---- INPUT DATA

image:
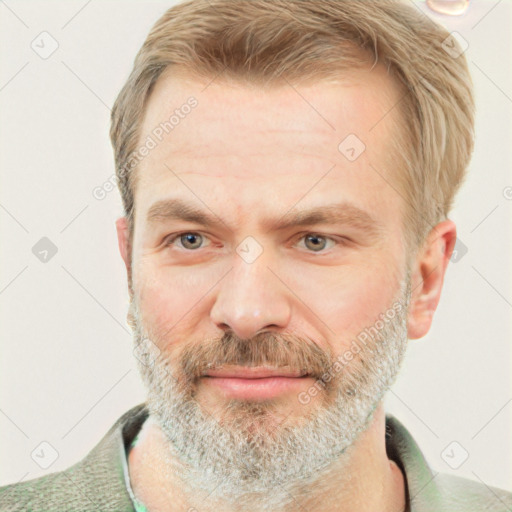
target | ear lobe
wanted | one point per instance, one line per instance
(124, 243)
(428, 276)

--------
---- INPUT DATA

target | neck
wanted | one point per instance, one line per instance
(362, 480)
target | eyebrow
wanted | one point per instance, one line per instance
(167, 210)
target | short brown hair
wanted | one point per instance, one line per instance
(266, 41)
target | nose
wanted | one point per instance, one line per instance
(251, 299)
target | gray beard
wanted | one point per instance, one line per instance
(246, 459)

--------
---- INPUT DATA

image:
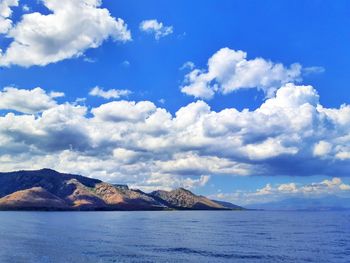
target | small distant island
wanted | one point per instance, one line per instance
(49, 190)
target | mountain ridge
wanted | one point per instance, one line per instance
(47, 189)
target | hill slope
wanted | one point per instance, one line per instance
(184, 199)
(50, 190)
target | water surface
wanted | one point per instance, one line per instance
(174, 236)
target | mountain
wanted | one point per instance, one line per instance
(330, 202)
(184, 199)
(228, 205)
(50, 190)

--------

[TASK OBJECTIVE]: Please report each line of the data above that contains the word "mountain", copying every such line in full.

[WRITTEN SOLUTION]:
target | mountain ridge
target | mountain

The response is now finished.